> **Written request**
Lay out everything from the line containing "outline black sock" down to the line containing "69 L 195 59" as a two-column CSV with the headers task and answer, one row per entry. Put each entry's text and its answer in a quoted field with line breaks replaced by spaces, and omit the pictures.

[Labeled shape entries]

□ □ □

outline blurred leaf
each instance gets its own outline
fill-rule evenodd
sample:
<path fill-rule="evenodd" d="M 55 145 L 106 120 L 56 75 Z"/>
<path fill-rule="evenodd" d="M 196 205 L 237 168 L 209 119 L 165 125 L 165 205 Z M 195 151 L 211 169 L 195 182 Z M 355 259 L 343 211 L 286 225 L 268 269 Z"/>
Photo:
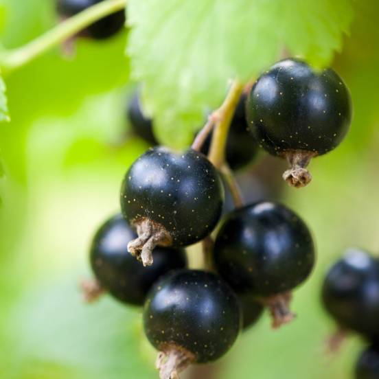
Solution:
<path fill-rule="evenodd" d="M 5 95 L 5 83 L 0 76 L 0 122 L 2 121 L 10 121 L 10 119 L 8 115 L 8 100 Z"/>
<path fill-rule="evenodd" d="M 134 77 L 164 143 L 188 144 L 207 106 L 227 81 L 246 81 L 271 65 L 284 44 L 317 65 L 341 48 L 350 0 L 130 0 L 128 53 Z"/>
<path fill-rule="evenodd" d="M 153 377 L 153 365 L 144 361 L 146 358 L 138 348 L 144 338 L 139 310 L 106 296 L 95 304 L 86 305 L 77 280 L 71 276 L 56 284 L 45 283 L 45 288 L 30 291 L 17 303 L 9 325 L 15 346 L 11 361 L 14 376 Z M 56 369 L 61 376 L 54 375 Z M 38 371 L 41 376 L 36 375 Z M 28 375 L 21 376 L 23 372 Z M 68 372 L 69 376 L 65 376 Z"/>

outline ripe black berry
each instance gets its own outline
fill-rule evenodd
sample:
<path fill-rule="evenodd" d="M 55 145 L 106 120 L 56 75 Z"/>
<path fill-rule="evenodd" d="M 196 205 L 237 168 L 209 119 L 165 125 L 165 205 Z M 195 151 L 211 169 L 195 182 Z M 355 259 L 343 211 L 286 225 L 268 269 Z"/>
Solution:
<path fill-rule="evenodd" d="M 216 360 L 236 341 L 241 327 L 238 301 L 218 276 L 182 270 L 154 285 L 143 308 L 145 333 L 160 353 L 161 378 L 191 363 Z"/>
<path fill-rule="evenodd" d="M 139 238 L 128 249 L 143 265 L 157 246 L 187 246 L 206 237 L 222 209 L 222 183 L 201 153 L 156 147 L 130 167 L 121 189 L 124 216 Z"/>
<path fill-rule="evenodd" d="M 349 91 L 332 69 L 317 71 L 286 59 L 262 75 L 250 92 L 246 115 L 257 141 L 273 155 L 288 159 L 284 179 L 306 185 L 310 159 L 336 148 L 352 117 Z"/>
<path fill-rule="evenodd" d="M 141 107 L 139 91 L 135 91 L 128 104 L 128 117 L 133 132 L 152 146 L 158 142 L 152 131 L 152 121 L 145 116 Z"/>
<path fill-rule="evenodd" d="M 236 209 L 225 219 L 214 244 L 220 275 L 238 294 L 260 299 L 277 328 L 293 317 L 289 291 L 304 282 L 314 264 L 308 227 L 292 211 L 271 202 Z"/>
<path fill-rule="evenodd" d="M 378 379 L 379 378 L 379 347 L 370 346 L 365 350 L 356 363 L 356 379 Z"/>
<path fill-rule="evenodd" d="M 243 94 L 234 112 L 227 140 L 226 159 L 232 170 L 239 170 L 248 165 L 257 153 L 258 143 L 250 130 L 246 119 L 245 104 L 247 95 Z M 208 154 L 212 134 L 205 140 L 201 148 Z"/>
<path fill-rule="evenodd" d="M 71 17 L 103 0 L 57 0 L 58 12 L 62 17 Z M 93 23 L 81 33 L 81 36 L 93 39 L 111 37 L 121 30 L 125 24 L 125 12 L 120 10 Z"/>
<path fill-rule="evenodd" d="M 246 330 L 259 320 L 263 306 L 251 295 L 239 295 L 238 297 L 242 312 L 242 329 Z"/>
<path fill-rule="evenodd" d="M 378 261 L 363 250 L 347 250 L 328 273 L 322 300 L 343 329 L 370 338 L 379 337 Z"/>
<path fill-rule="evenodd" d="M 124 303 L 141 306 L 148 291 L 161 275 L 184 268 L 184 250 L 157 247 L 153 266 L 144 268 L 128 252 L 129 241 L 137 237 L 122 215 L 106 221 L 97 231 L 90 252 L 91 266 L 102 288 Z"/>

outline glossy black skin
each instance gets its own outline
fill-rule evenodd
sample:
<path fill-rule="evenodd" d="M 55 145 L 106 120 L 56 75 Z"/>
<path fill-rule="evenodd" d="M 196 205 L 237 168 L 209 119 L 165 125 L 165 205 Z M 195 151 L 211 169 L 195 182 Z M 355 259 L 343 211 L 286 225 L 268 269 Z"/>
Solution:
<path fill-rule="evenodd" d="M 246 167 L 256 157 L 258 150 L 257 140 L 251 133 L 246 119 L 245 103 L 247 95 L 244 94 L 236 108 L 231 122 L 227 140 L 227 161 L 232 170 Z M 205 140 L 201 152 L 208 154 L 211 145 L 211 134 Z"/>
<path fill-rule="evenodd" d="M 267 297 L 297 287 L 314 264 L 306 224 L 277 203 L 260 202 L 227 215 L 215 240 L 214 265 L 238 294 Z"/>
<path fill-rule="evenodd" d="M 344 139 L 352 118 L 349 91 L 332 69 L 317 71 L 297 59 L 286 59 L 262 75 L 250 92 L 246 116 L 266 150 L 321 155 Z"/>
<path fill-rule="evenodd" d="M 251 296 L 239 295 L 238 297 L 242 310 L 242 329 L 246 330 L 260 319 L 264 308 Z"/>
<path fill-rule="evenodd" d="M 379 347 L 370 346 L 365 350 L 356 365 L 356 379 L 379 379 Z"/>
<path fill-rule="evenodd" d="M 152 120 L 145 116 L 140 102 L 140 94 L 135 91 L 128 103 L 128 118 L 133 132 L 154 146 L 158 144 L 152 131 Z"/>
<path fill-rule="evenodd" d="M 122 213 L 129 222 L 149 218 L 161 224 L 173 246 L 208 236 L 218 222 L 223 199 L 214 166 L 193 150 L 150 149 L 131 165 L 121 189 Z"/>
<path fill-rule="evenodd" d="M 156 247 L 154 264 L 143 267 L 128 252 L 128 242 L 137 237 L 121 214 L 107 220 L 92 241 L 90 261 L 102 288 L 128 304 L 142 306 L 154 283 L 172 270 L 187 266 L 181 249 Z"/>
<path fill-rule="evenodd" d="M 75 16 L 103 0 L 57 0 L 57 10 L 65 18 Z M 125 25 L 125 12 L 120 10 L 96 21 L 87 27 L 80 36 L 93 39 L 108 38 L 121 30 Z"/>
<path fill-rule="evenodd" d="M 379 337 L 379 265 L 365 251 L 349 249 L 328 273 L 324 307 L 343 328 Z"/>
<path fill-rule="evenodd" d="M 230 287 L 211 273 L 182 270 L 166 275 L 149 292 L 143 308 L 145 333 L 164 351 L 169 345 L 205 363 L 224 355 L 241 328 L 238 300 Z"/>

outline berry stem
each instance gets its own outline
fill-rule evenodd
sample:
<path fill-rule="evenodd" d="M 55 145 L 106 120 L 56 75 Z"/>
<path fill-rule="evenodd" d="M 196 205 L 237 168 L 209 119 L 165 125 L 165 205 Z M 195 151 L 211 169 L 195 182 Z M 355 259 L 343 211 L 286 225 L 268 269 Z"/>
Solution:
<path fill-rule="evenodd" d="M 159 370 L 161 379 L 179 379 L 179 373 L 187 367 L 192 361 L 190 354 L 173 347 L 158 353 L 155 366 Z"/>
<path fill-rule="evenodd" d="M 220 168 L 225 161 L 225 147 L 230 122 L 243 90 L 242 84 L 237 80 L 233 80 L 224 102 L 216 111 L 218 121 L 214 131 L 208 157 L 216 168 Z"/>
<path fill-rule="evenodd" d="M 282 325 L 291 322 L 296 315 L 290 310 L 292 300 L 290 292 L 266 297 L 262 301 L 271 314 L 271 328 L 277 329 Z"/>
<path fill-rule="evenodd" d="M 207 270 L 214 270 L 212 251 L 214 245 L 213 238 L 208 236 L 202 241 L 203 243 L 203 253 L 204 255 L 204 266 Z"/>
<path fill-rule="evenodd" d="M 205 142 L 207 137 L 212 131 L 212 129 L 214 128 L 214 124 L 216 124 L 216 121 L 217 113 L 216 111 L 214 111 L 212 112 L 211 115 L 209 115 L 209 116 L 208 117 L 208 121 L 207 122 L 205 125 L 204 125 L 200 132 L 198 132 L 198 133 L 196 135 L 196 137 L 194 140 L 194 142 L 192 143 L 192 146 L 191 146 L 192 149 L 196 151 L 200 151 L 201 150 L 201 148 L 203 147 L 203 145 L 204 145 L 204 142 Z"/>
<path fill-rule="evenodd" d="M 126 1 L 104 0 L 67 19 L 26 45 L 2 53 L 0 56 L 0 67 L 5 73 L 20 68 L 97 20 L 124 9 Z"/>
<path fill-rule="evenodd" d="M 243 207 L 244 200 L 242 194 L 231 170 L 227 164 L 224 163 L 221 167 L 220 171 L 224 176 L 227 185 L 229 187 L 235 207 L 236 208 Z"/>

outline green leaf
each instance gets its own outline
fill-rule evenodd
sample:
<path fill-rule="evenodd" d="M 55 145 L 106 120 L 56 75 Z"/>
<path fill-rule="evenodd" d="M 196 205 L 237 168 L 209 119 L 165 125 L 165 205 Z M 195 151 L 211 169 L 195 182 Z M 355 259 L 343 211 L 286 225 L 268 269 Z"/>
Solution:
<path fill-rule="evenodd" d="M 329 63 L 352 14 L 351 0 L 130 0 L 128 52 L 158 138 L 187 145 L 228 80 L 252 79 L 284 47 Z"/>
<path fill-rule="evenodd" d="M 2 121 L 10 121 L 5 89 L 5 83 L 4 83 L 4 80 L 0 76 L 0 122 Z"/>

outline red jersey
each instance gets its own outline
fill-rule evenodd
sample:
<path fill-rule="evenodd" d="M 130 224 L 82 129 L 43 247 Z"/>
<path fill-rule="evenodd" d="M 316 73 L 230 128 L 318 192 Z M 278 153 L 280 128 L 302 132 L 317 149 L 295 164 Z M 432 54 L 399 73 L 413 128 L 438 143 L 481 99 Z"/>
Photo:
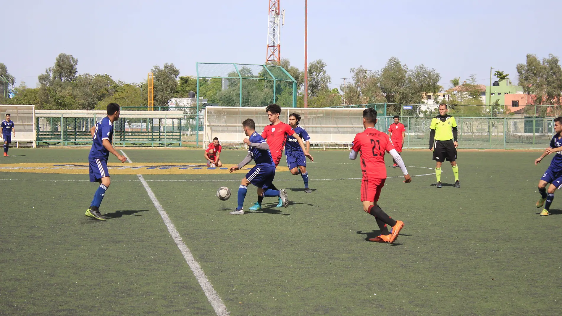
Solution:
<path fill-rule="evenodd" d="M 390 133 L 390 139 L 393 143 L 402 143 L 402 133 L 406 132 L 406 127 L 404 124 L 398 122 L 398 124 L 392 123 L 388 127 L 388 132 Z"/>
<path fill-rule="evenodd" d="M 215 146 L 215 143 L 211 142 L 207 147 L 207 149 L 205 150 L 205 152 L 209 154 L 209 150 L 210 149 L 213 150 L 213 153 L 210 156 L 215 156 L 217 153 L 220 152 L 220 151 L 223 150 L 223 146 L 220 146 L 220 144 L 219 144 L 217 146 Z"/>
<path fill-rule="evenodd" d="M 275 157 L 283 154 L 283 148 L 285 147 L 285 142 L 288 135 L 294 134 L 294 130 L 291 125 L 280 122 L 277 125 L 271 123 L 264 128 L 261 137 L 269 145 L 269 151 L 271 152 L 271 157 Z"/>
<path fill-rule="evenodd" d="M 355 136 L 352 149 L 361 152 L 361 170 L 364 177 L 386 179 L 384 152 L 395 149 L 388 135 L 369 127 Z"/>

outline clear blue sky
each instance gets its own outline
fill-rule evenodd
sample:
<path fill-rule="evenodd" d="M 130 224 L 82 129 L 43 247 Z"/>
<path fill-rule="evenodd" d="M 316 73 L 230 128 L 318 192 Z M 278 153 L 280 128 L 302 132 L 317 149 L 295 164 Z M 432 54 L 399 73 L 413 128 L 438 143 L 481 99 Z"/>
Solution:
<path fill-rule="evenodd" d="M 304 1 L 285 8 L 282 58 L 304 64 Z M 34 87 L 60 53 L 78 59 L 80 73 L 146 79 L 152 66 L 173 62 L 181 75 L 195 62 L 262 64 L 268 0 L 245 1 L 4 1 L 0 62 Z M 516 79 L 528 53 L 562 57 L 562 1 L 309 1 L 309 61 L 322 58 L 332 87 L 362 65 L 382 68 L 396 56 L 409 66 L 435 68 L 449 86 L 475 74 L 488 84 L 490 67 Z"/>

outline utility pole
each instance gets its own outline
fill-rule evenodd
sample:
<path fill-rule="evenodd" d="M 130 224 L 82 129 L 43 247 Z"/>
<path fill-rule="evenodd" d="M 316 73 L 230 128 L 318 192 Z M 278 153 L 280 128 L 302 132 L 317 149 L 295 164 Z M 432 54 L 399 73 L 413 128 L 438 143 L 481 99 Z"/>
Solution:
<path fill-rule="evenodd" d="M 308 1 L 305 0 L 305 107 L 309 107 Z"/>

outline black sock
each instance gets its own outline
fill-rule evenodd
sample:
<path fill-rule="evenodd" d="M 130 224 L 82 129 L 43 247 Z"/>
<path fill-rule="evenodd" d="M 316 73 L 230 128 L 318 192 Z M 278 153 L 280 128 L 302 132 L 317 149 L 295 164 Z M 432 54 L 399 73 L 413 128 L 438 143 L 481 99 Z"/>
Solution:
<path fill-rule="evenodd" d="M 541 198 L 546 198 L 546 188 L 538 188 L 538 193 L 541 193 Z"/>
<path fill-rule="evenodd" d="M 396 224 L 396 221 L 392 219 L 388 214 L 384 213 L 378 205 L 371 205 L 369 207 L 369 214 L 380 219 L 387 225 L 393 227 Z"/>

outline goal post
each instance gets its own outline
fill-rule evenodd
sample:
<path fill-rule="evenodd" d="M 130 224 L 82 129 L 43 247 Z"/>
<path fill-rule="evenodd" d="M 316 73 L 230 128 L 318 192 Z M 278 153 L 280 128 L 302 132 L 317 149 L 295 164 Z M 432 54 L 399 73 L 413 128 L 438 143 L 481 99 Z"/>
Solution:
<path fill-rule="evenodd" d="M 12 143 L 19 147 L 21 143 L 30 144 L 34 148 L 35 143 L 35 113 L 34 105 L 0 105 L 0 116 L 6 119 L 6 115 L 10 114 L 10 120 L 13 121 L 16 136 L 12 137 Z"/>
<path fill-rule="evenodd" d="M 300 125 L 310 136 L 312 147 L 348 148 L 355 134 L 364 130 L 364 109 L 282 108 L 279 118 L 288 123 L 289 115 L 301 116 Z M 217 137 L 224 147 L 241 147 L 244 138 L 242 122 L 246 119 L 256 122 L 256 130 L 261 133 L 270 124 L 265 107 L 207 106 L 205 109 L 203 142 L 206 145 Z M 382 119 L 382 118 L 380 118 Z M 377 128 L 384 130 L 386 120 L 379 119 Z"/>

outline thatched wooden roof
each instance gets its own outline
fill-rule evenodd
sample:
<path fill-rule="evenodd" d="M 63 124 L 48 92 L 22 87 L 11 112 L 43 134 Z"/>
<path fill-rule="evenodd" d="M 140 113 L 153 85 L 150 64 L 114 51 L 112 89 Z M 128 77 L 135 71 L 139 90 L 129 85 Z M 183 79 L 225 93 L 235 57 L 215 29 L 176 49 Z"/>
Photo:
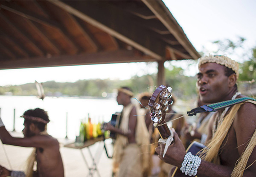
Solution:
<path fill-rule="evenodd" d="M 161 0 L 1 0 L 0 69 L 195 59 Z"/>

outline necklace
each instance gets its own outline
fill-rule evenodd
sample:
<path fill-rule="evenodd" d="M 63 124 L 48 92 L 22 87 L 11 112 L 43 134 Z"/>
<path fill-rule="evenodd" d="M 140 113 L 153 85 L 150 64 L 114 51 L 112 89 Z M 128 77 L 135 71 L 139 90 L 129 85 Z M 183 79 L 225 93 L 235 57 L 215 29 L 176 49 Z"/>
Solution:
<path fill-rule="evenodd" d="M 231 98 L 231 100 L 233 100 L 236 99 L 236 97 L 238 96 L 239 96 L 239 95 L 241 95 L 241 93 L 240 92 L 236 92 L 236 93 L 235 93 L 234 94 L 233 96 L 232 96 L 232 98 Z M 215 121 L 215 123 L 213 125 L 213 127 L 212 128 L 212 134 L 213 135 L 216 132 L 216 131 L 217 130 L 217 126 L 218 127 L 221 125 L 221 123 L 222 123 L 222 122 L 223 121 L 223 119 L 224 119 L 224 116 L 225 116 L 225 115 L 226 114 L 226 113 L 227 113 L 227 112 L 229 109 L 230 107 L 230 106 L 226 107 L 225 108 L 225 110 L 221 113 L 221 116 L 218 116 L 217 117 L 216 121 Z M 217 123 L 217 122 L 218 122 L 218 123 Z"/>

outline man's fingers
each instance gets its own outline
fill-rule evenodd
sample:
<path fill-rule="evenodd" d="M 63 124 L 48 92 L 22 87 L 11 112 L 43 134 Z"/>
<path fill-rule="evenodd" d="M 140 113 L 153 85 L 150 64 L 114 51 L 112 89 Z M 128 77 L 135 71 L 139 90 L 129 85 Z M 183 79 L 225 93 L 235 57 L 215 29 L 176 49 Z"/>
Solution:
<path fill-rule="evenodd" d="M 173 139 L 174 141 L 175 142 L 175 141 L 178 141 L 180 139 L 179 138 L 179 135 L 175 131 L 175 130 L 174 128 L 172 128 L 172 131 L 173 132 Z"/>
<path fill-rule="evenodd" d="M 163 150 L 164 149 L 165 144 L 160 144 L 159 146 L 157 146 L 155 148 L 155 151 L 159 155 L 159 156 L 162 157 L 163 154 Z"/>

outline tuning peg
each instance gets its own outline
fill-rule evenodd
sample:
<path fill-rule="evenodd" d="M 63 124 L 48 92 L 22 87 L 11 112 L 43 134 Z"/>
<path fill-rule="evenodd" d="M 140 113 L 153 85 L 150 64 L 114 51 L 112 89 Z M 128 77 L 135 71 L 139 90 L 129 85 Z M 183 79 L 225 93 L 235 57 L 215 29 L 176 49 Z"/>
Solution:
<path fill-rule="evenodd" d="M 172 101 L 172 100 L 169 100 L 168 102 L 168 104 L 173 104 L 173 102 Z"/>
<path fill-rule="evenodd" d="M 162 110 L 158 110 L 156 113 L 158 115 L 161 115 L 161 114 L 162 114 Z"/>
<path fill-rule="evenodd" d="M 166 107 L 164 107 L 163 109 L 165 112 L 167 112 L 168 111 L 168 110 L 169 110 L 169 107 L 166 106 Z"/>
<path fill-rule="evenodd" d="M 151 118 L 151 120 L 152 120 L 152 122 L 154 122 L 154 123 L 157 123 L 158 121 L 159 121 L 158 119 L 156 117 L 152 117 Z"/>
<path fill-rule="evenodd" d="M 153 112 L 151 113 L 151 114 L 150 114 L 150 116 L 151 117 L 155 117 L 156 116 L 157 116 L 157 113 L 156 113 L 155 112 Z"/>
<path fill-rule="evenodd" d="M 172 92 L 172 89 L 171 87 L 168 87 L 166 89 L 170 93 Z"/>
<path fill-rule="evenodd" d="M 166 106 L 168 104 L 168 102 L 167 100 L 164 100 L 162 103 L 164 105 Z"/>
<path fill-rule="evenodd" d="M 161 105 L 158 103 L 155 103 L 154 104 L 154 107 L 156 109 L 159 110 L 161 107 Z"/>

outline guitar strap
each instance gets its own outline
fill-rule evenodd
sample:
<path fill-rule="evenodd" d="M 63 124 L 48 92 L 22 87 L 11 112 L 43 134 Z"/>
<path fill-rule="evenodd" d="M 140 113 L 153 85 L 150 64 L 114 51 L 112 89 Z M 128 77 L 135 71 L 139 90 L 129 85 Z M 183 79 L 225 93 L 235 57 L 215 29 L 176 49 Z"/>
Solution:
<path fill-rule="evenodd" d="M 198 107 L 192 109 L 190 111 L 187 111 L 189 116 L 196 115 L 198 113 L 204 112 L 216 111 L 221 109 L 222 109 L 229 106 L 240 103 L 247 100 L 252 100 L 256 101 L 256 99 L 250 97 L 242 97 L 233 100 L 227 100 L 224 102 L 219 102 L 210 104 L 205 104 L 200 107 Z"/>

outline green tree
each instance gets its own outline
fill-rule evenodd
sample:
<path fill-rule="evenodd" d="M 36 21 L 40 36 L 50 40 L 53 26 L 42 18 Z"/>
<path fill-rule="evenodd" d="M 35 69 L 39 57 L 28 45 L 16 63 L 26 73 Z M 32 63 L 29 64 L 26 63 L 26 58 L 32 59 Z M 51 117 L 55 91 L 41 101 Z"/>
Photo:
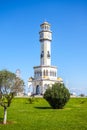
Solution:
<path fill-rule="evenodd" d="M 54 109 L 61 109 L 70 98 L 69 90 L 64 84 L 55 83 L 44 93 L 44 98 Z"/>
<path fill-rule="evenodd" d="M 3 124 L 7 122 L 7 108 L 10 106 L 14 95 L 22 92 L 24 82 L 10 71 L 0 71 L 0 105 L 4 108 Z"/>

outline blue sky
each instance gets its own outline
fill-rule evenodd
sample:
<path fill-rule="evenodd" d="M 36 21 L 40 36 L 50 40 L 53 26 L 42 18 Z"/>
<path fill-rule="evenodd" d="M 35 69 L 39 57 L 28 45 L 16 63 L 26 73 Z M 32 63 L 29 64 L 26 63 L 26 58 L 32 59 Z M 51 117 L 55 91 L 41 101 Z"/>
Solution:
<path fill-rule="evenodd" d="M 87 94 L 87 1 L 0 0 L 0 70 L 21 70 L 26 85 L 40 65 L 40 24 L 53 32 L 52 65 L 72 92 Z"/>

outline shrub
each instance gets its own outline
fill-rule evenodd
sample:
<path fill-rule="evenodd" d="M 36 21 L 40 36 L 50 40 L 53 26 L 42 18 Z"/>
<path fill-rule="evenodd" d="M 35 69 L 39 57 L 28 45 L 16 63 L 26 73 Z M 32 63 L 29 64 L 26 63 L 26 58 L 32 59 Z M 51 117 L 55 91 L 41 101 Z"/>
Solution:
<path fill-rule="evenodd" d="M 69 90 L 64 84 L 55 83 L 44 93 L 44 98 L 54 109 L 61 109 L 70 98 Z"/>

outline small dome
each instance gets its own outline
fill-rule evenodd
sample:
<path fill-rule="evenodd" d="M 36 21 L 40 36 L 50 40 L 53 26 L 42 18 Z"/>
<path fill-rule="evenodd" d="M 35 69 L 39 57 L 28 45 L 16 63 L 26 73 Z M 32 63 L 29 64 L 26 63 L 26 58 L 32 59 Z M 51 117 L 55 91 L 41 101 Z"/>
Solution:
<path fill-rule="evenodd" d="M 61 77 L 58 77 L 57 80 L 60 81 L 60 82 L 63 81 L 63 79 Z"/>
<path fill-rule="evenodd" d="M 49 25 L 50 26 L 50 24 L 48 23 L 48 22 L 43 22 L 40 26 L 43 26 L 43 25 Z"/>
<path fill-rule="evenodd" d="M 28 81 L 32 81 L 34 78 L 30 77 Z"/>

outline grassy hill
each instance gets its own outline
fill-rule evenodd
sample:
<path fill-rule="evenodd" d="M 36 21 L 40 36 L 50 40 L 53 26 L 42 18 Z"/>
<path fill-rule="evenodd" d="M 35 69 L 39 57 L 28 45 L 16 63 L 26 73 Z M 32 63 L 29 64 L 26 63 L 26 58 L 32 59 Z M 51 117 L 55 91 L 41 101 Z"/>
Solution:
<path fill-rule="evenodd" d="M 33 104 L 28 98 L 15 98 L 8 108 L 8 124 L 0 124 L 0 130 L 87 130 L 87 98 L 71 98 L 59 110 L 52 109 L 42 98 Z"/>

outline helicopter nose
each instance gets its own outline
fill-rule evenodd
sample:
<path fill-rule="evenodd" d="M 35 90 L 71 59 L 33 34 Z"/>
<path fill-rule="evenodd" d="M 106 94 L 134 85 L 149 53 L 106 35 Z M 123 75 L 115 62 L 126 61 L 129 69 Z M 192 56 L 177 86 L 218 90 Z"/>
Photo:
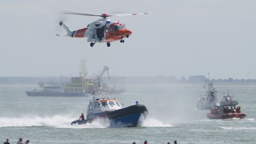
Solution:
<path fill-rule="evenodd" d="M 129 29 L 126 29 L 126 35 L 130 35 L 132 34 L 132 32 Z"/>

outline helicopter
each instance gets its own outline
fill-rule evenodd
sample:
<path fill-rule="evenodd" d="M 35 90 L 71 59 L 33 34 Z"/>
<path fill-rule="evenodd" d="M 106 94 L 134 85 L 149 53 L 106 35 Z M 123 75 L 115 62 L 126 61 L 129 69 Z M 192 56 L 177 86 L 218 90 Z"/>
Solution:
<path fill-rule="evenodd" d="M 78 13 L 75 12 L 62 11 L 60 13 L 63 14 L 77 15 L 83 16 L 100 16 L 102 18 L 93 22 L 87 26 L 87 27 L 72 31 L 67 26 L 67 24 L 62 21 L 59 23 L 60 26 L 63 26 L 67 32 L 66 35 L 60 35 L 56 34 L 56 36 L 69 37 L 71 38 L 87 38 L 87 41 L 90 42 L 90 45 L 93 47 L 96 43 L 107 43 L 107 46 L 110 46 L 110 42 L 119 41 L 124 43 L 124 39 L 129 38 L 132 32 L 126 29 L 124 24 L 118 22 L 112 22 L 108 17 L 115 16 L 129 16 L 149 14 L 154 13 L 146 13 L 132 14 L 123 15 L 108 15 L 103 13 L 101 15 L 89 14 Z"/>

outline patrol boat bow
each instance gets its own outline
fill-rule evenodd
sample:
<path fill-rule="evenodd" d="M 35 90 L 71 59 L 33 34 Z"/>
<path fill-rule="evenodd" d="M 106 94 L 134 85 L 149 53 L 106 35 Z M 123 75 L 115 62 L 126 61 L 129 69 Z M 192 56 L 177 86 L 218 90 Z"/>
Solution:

□ □ □

> **Output below**
task,answer
"outline black sock each instance gets its own outline fill-rule evenodd sample: <path fill-rule=""evenodd"" d=""M 130 224 L 82 129 L 43 247 Z""/> <path fill-rule=""evenodd"" d=""M 316 73 L 230 128 L 318 192 Z M 278 153 L 280 128 L 302 132 L 317 149 L 295 164 Z M 432 54 L 399 73 L 413 128 L 438 143 L 481 99 Z""/> Solution:","<path fill-rule=""evenodd"" d=""M 541 198 L 546 198 L 546 188 L 538 188 L 538 193 L 541 193 Z""/> <path fill-rule=""evenodd"" d=""M 396 224 L 396 221 L 392 219 L 388 214 L 384 213 L 378 205 L 371 205 L 369 207 L 369 214 L 380 219 L 387 225 L 393 227 Z""/>"
"outline goal post each instance gets its own outline fill-rule evenodd sample: <path fill-rule=""evenodd"" d=""M 130 224 L 82 129 L 43 247 Z""/> <path fill-rule=""evenodd"" d=""M 316 73 L 230 128 L 318 192 Z M 278 153 L 280 128 L 302 132 L 317 149 L 295 164 Z M 432 54 L 399 73 L 413 128 L 438 143 L 481 99 Z""/> Solution:","<path fill-rule=""evenodd"" d=""M 12 143 L 19 147 L 21 143 L 30 144 L 34 148 L 35 143 L 35 113 L 34 105 L 0 105 L 0 116 L 6 119 L 6 115 L 10 114 L 10 120 L 13 121 L 16 136 L 12 137 Z""/> <path fill-rule=""evenodd"" d=""M 300 125 L 310 136 L 312 147 L 348 148 L 355 134 L 364 130 L 364 109 L 282 108 L 279 118 L 288 123 L 289 115 L 301 116 Z M 217 137 L 224 147 L 241 147 L 244 138 L 242 122 L 246 119 L 256 122 L 256 130 L 261 133 L 270 124 L 265 107 L 207 106 L 205 109 L 203 142 L 206 145 Z M 382 119 L 382 118 L 380 118 Z M 377 128 L 384 130 L 386 120 L 379 119 Z""/>"
"outline thatched wooden roof each instance gets its own outline fill-rule evenodd sample: <path fill-rule=""evenodd"" d=""M 63 124 L 48 92 L 22 87 L 11 112 L 43 134 Z""/> <path fill-rule=""evenodd"" d=""M 140 113 L 153 85 L 150 64 L 114 51 L 112 89 Z M 128 77 L 135 71 L 139 90 L 129 85 Z M 183 79 L 225 93 L 235 57 L 215 29 L 176 49 Z""/> Photo: Solution:","<path fill-rule=""evenodd"" d=""M 161 0 L 1 0 L 0 69 L 195 59 Z""/>"